* _Work to be completed_: Retype all of the data exactly as given.

-=-=-

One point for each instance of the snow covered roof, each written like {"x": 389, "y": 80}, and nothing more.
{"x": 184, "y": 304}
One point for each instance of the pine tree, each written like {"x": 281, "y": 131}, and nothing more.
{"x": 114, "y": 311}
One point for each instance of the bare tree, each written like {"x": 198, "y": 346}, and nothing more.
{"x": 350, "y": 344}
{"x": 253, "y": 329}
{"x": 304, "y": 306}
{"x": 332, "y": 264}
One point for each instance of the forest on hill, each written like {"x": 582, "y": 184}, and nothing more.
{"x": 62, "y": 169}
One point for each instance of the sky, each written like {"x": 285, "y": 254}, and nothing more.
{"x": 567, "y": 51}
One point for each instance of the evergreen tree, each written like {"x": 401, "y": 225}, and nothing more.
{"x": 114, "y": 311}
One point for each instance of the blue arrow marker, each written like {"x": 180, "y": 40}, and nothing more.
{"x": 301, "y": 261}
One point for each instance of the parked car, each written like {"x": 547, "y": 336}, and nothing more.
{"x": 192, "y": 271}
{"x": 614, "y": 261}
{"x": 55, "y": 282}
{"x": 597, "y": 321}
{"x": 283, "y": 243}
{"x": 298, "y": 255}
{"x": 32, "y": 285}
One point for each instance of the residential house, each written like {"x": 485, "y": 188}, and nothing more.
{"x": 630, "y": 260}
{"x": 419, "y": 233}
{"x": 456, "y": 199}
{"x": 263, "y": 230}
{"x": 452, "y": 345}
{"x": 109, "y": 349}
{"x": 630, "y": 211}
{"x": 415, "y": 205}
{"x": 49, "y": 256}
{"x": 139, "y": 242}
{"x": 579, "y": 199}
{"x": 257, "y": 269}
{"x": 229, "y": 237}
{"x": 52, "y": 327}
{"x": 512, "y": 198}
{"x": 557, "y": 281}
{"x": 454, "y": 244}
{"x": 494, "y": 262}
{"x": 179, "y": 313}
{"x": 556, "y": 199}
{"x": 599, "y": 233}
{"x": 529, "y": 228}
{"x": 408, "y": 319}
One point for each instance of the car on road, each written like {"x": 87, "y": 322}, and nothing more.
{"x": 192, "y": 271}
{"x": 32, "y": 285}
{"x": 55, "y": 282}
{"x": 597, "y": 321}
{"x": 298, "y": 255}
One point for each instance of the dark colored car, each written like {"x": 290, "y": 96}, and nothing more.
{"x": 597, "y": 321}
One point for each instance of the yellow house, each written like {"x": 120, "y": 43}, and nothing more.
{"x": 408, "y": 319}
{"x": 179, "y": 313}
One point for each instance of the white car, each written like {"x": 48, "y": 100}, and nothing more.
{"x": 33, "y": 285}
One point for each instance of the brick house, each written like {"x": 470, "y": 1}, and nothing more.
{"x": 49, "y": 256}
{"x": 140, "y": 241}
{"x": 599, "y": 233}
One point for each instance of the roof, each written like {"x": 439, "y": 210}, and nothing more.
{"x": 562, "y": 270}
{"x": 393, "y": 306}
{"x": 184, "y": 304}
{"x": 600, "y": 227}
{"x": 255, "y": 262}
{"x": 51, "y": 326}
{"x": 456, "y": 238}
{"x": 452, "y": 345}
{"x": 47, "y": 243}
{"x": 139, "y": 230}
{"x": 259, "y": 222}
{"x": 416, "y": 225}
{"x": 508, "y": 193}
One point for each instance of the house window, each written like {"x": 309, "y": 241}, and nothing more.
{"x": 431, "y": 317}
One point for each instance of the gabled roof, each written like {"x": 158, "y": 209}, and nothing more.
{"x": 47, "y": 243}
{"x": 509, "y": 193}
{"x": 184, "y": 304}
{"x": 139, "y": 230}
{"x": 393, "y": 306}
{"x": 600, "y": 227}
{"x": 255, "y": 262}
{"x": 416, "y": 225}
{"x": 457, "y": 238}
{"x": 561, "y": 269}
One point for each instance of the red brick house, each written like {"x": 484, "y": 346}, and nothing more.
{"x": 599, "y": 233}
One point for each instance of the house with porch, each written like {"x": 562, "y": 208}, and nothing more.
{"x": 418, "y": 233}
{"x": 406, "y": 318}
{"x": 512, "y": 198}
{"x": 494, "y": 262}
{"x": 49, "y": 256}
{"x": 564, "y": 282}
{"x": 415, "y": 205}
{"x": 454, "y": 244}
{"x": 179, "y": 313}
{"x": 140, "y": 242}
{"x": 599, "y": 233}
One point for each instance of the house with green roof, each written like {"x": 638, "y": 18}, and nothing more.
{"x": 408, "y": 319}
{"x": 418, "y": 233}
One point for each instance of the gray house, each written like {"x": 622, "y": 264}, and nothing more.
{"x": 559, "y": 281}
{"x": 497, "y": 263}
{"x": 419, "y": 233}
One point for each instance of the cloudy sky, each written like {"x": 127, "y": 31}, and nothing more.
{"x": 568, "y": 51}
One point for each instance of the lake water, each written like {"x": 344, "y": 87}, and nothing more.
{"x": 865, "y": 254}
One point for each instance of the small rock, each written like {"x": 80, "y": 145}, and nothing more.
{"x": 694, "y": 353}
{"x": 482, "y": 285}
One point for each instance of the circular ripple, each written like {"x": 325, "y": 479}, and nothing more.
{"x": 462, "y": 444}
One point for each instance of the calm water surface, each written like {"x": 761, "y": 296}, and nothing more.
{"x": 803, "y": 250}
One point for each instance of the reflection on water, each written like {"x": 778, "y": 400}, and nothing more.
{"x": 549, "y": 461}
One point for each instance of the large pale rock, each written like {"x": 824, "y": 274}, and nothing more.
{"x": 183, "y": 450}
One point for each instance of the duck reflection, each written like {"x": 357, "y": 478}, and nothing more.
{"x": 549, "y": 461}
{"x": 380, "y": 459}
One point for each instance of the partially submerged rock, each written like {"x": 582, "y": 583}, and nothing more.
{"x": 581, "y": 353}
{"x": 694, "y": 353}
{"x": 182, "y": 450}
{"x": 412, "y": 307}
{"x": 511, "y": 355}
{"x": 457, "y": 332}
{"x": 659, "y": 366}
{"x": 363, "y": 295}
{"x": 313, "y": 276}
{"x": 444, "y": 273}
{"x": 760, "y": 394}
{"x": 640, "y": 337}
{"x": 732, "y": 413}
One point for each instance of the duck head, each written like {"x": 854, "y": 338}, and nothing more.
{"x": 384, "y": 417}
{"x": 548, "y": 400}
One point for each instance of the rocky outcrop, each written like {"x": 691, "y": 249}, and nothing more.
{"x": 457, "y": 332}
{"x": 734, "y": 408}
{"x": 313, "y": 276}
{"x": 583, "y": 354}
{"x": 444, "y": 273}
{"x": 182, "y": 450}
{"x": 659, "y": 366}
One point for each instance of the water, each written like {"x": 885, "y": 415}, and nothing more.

-=-=-

* _Problem solution_:
One point for each instance of the snow covered roof, each written like {"x": 389, "y": 80}, and nothing more.
{"x": 184, "y": 304}
One point for each instance of the pine tree, each written like {"x": 281, "y": 131}, and nothing more.
{"x": 114, "y": 311}
One point for each instance of the bare tree, each written like {"x": 198, "y": 346}, and nothing more.
{"x": 350, "y": 344}
{"x": 253, "y": 329}
{"x": 304, "y": 306}
{"x": 332, "y": 264}
One point for each instance of the forest on hill, each written like {"x": 582, "y": 184}, and nothing more.
{"x": 62, "y": 169}
One point for each instance of the sky, each written like {"x": 285, "y": 254}, and nothing more.
{"x": 567, "y": 51}
One point for each instance of the evergreen tree, each written like {"x": 401, "y": 225}, and nothing more.
{"x": 114, "y": 311}
One point for each instance of the blue arrow marker, each written like {"x": 180, "y": 40}, and nothing more.
{"x": 301, "y": 261}
One point for each instance of the parked car, each written like {"x": 547, "y": 336}, and nothing more.
{"x": 192, "y": 271}
{"x": 614, "y": 261}
{"x": 55, "y": 282}
{"x": 597, "y": 321}
{"x": 283, "y": 243}
{"x": 298, "y": 255}
{"x": 32, "y": 285}
One point for each instance of the residential house, each written like {"x": 485, "y": 188}, and nothing more.
{"x": 630, "y": 260}
{"x": 419, "y": 233}
{"x": 456, "y": 199}
{"x": 263, "y": 230}
{"x": 452, "y": 345}
{"x": 109, "y": 349}
{"x": 630, "y": 211}
{"x": 415, "y": 205}
{"x": 49, "y": 256}
{"x": 139, "y": 242}
{"x": 579, "y": 199}
{"x": 257, "y": 269}
{"x": 229, "y": 237}
{"x": 52, "y": 327}
{"x": 512, "y": 198}
{"x": 557, "y": 281}
{"x": 454, "y": 244}
{"x": 494, "y": 262}
{"x": 179, "y": 313}
{"x": 556, "y": 199}
{"x": 599, "y": 233}
{"x": 529, "y": 228}
{"x": 408, "y": 319}
One point for each instance of the car on road, each written like {"x": 87, "y": 322}, and nothing more.
{"x": 192, "y": 271}
{"x": 32, "y": 285}
{"x": 55, "y": 282}
{"x": 597, "y": 321}
{"x": 298, "y": 255}
One point for each instance of the dark colored car, each written like {"x": 290, "y": 96}, and nothing more.
{"x": 597, "y": 321}
One point for each instance of the yellow house, each written like {"x": 120, "y": 43}, and nothing more.
{"x": 408, "y": 319}
{"x": 179, "y": 313}
One point for each instance of the white car, each written like {"x": 48, "y": 100}, and nothing more.
{"x": 33, "y": 285}
One point for each instance of the brick house, each written like {"x": 470, "y": 1}, and nothing more.
{"x": 49, "y": 256}
{"x": 140, "y": 241}
{"x": 599, "y": 233}
One point for each instance of the roof, each written like {"x": 439, "y": 210}, and nothing more.
{"x": 562, "y": 270}
{"x": 393, "y": 306}
{"x": 184, "y": 304}
{"x": 600, "y": 227}
{"x": 255, "y": 262}
{"x": 51, "y": 326}
{"x": 456, "y": 238}
{"x": 452, "y": 345}
{"x": 47, "y": 243}
{"x": 139, "y": 230}
{"x": 259, "y": 222}
{"x": 416, "y": 225}
{"x": 508, "y": 193}
One point for each instance of the house window, each written like {"x": 309, "y": 241}, and nothing more.
{"x": 431, "y": 317}
One point for each instance of the gabled roof, each written like {"x": 158, "y": 209}, and nothing more.
{"x": 47, "y": 243}
{"x": 509, "y": 193}
{"x": 184, "y": 304}
{"x": 139, "y": 230}
{"x": 393, "y": 306}
{"x": 600, "y": 227}
{"x": 255, "y": 262}
{"x": 416, "y": 225}
{"x": 457, "y": 238}
{"x": 561, "y": 269}
One point for each instance of the red brick house, each written like {"x": 484, "y": 346}, and nothing more.
{"x": 599, "y": 233}
One point for each instance of the house with porch, each written like {"x": 562, "y": 208}, and nothing more.
{"x": 418, "y": 233}
{"x": 406, "y": 318}
{"x": 512, "y": 198}
{"x": 494, "y": 262}
{"x": 49, "y": 256}
{"x": 564, "y": 282}
{"x": 415, "y": 205}
{"x": 454, "y": 244}
{"x": 179, "y": 313}
{"x": 140, "y": 242}
{"x": 599, "y": 233}
One point for each instance of the house with green roof, each written like {"x": 638, "y": 18}, and nothing more.
{"x": 408, "y": 319}
{"x": 418, "y": 233}
One point for each instance of the gray house, each written like {"x": 622, "y": 264}, and nothing more.
{"x": 559, "y": 281}
{"x": 497, "y": 263}
{"x": 419, "y": 233}
One point for each instance of the cloudy sky, each written like {"x": 127, "y": 31}, and nothing more.
{"x": 568, "y": 51}
One point for each instance of the lake water, each written like {"x": 344, "y": 87}, and nothing more.
{"x": 865, "y": 254}
One point for each instance of the small rock, each written like {"x": 80, "y": 145}, and nothing more.
{"x": 694, "y": 353}
{"x": 482, "y": 285}
One point for each instance of the circular ripple, each written like {"x": 325, "y": 479}, and nothing more.
{"x": 462, "y": 444}
One point for each instance of the calm water surface, each written like {"x": 761, "y": 296}, and nothing more.
{"x": 803, "y": 250}
One point for each instance of the reflection on water, each written like {"x": 778, "y": 400}, and nothing more.
{"x": 549, "y": 461}
One point for each instance of the large pale rock, each written like {"x": 824, "y": 274}, and nothing more.
{"x": 183, "y": 450}
One point for each instance of the duck reflection, each written like {"x": 357, "y": 478}, and nothing more.
{"x": 549, "y": 461}
{"x": 380, "y": 459}
One point for each instance of the partially submerged rock, each written like {"x": 582, "y": 583}, and nothing more.
{"x": 581, "y": 353}
{"x": 694, "y": 353}
{"x": 182, "y": 450}
{"x": 412, "y": 307}
{"x": 511, "y": 355}
{"x": 457, "y": 332}
{"x": 659, "y": 366}
{"x": 363, "y": 295}
{"x": 313, "y": 276}
{"x": 444, "y": 273}
{"x": 760, "y": 394}
{"x": 640, "y": 337}
{"x": 732, "y": 413}
One point for each instance of the duck head, each written like {"x": 854, "y": 338}, and nothing more.
{"x": 384, "y": 417}
{"x": 548, "y": 400}
One point for each instance of the rocky outcrop, each written like {"x": 691, "y": 249}, and nothing more.
{"x": 457, "y": 332}
{"x": 734, "y": 408}
{"x": 313, "y": 276}
{"x": 583, "y": 354}
{"x": 444, "y": 273}
{"x": 182, "y": 450}
{"x": 659, "y": 366}
One point for each instance of the water, each written like {"x": 885, "y": 415}, and nothing more.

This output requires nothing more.